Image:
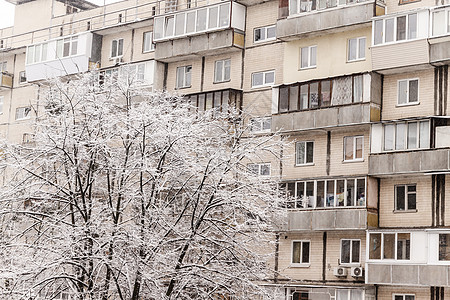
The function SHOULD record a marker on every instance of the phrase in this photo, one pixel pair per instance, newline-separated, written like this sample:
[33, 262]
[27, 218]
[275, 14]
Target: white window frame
[301, 263]
[265, 31]
[257, 124]
[405, 186]
[219, 72]
[407, 92]
[147, 42]
[354, 141]
[351, 252]
[305, 163]
[25, 116]
[265, 82]
[309, 63]
[358, 56]
[117, 48]
[260, 167]
[187, 77]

**Stated task**
Rewrite the records above with "pixel pair" replaced by "coordinate pair" and everything else unchanged. Omit the pictures.

**Exercise output**
Image:
The function SHOULD record a marker on every instance of the phrase in this photo, one coordinate pair per instance, newline-separated, written like this sample:
[33, 262]
[27, 218]
[275, 14]
Target: white window frame
[301, 263]
[265, 31]
[257, 124]
[405, 186]
[219, 72]
[407, 92]
[147, 42]
[354, 141]
[351, 252]
[305, 163]
[25, 116]
[265, 82]
[309, 63]
[358, 56]
[117, 48]
[260, 167]
[187, 77]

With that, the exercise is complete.